- [WHAT THIS TASK INVOLVES]: Below are the entries; transcribe them exactly and drop every picture.

- [RECORDS FOR THIS EXERCISE]:
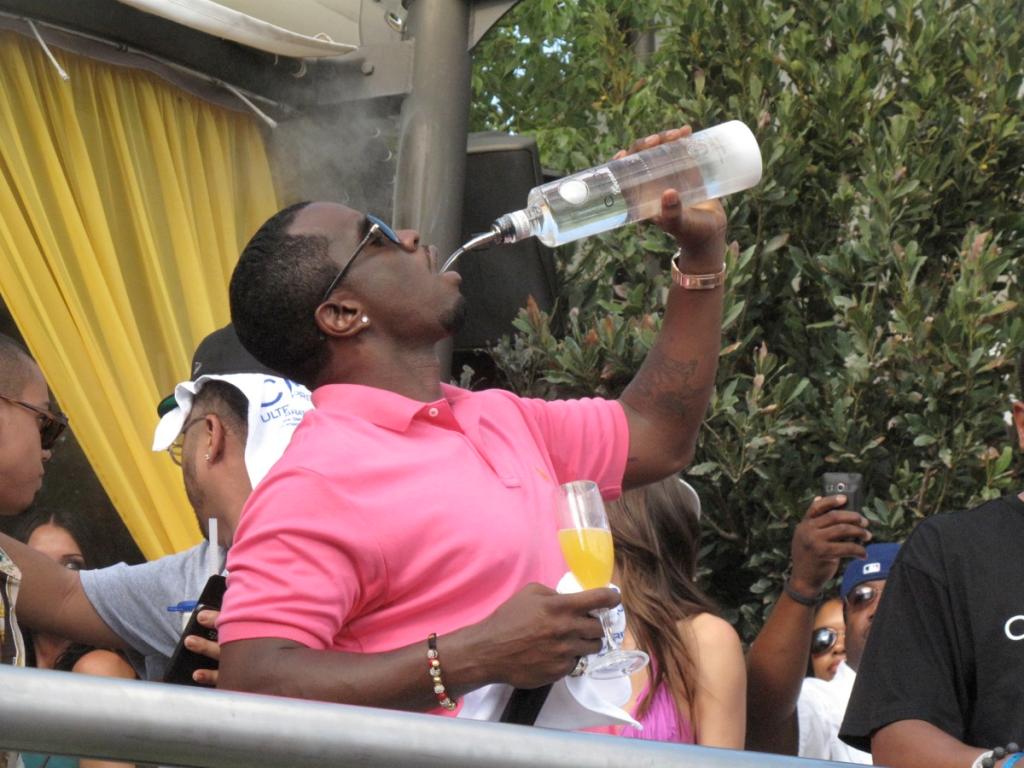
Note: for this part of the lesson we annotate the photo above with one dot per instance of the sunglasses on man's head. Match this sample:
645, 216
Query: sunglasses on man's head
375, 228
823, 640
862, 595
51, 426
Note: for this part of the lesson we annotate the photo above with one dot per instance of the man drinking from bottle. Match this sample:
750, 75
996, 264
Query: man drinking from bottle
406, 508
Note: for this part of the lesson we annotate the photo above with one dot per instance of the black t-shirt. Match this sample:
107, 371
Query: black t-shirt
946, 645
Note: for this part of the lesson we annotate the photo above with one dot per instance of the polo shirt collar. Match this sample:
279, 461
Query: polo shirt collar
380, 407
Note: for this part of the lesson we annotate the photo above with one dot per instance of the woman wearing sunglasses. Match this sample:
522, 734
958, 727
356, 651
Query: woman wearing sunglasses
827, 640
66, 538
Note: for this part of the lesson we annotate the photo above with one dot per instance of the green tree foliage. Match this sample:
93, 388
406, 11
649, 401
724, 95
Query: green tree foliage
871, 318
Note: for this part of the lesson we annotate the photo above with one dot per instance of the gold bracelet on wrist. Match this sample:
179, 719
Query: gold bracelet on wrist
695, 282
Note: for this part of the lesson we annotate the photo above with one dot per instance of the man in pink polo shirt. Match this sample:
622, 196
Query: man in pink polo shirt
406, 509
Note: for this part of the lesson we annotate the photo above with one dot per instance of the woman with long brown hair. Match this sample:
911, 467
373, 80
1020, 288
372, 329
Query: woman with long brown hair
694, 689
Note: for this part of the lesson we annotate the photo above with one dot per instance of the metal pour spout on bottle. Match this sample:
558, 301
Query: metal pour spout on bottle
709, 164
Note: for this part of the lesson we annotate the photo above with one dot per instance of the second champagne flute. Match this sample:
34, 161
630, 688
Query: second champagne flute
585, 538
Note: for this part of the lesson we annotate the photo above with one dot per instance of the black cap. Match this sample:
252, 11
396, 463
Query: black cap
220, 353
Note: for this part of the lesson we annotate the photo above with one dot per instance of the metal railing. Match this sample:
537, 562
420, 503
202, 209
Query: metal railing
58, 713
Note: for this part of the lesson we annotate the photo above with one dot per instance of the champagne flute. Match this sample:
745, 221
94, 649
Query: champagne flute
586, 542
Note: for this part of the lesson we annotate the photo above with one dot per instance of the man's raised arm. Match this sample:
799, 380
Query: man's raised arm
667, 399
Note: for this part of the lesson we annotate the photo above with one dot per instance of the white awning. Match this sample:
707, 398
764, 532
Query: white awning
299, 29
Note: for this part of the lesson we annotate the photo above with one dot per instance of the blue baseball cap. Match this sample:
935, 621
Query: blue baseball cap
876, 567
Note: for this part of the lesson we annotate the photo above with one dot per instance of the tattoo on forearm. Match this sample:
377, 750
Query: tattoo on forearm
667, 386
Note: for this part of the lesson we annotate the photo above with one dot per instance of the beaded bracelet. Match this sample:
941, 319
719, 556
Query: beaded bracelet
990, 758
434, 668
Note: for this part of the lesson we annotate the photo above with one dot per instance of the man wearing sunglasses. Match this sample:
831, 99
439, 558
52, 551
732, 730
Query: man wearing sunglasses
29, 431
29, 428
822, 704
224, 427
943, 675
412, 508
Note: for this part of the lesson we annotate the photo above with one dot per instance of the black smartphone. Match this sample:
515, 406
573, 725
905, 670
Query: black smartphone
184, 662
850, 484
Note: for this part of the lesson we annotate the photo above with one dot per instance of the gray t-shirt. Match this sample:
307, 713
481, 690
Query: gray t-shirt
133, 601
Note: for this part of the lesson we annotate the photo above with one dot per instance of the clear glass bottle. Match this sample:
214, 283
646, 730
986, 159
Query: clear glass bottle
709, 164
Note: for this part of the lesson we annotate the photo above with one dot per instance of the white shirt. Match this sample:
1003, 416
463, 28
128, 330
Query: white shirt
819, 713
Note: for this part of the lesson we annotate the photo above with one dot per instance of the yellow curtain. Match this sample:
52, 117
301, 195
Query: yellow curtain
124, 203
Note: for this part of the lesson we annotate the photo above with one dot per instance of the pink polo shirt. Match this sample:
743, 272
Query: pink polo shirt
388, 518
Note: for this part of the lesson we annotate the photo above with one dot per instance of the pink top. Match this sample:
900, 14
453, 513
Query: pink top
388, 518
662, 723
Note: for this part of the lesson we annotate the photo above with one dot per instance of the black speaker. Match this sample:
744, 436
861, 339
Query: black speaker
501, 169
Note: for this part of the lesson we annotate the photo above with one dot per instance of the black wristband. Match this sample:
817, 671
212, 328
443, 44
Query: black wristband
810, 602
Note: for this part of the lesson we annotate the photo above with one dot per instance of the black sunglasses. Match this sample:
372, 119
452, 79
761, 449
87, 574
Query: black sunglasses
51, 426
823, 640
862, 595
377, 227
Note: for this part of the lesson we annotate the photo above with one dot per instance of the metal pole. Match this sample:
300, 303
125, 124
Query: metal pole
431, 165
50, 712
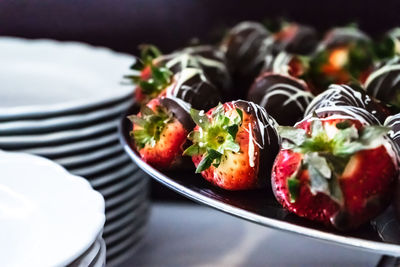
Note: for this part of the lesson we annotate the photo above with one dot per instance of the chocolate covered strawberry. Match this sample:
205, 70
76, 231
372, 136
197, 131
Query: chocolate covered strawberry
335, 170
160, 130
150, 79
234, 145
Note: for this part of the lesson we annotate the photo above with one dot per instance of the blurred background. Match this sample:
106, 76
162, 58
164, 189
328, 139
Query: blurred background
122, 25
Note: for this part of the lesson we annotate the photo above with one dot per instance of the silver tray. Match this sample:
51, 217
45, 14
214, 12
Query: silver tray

- [ANSWER BELOW]:
Note: for this part of the lesson we annotate the photo above with one dot per instance of the sunglasses on man's head. Match this sample:
645, 216
Query: sunglasses on man's head
375, 228
823, 640
862, 595
51, 426
Note: for this part of the lesson we annotate the photo above with one dot per instance of the man drinking from bottle. Match this sample:
750, 75
996, 264
Query: man drinking from bottle
406, 508
Note: for this part of the lesson we annotate the photo above with one dot per instance of the black t-shirt. Match this sample:
107, 371
Query: black t-shirt
946, 645
Note: for this part of the lesson we annotate the photo above with one dot per instance of the polo shirt collar. Match this sample:
279, 461
Query: polo shirt collar
380, 407
Note: for this part of the lesson we annotate the photo above with one dot per instance of the woman wearing sunglasses. Match this sample:
522, 734
958, 727
356, 651
Query: woman wearing sunglasses
827, 640
66, 538
Note: for this part of the lesson we annotate the photo above with one dot per instance of the green tree foliage. Match this sample:
93, 388
406, 11
649, 401
724, 95
Query: green tree foliage
871, 318
Note: for this part of the lesson we annotate the photo above with one dot per instance of the gold bracelet on wrist. Match this sample:
179, 719
Query: gold bracelet on wrist
695, 282
Note: for this part of the lesson we annotate the photo above with one dot per instance of the man in pink polo shirt. Match this sample:
622, 196
Query: man in pink polo shirt
406, 509
Note: for this part of the lesson we annotate the photo above with one dot per instance of the woman with long brown hair. Match this sample:
911, 467
373, 80
1020, 288
372, 329
Query: woman with long brown hair
694, 689
Note: for this part of the lesson we annotate the photo above with one dot per instance of the metal pour spout on bottle. Match this sample:
558, 301
Query: metal pour spout on bottle
709, 164
Note: for this part of the lesson we annotate the photo above with one dot per instance of the second champagne flute. Match this sample:
34, 161
630, 688
Query: second champagne flute
585, 538
Note: for this part of the lesson we annotate the photo above with one dot per instance of the black cap. Match this sample:
252, 11
396, 463
Query: black cap
220, 353
Note: for this part of the lesson we annotate the photo above with one dot per instance of the metal railing. Match this sample:
537, 562
420, 503
202, 209
Query: metal railing
58, 713
Note: for this part of the lesson we annotate the photo above with one dot per instance of the champagne flute. Match this sample:
745, 221
94, 649
Query: champagne flute
586, 542
Note: for this part of the lesson we annotate the photo above with one dot per instance of the man's raised arm. Match this sample:
799, 380
Query: man's raised arm
667, 399
Note: for this part of the lesson we annotate the photo above with one dot per instance of the white awning. Match this sample:
707, 398
764, 532
Query: white awning
299, 29
Note: for this part of the lesson we annotate the photo above with one dot per instance of the blue baseball cap. Match this sample:
935, 621
Query: blue baseball cap
876, 567
Note: for this part of the lesson we annotate the photo above with one dot per instance of the tattoo on forearm. Match this sample:
377, 750
Query: tattoo on forearm
667, 386
Note: for this part of the lesson we annotate the photo above with one dot per instance of the beaded bracelet. Match this sample:
941, 319
719, 556
Query: beaded bracelet
990, 758
434, 668
Note: for this part of the lesson we annotate the photo above with one dot per instance of the man wearing sunglasses. Match this sample:
831, 99
439, 558
52, 551
732, 730
Query: man wearing sunglasses
29, 431
29, 428
822, 704
224, 427
943, 675
412, 508
Note: for this part of the lesson we annotate the photo above with one dot per instance of the black smartphone. Match this sample:
515, 406
573, 725
905, 670
Query: black smartphone
184, 662
850, 484
Note: for this part of the lesson we annotate the photo above with one dot per instance of the gray t-shirt. Match this sample:
307, 713
481, 690
Query: gray t-shirt
133, 601
Note: for this part of the lesson we annotate the photo above with one dot per instance of the clear glass bottle. Match this sample:
214, 283
646, 730
986, 159
Query: clear glass bottle
709, 164
Note: for this part of the lesson we annotate the photo above with one dot per instance of the white shirt. Match this sample:
1003, 416
463, 28
128, 330
Query: white shirt
819, 713
Note: for this part of the lesson we annotate the photo above with one dot per instance of the yellow curtain. Match this sample:
52, 117
301, 195
Query: yellow curtain
124, 203
Note: for this part of the lesson we annotate the photo above with one dot per instance of the pink polo shirt. Match this sample:
743, 272
Query: pink polo shirt
388, 518
Note: for this part of the lesson we annotate the photo above with one dot per instance of the pink top. Match this sample:
900, 14
453, 513
Query: pink top
388, 518
662, 723
Note: for this part of the lesson we annotate the photo above with one dot per instance of the black speaker. Match this sample:
744, 436
861, 339
Query: black speaker
501, 169
Note: for this part of the lesson we annotate the photo above with one dot per instance of the black wristband. Match this sample:
817, 671
212, 328
443, 44
Query: black wristband
810, 602
Note: for this part of the lesson we annotate the photo above with one dot per instance of the black sunglasses. Match this sample:
372, 119
452, 79
761, 449
87, 574
Query: black sunglasses
51, 426
823, 640
862, 595
377, 227
Note: for this part of the lesson we annotate the photo above with one dot per instance of the metal pole. Match this sample:
300, 303
125, 124
Query: metal pole
431, 165
50, 712
Note: for this part of the lesson we annotate the photo above with one dot per instance of the chocolate covered strawberry. Match this sample:
205, 70
76, 231
372, 136
197, 131
Query: chocolate covered strawberry
335, 170
160, 130
150, 79
234, 145
Note: for this part of the lesson we annotate the photo above with one dot per instance of the blurred background. Match this sample:
106, 76
162, 58
164, 189
328, 139
Query: blurred background
122, 25
Note: for this part of the lesson we annotate the photo above with one dot per instance of the silver tray. Match this sample:
51, 217
45, 14
214, 12
Query: silver tray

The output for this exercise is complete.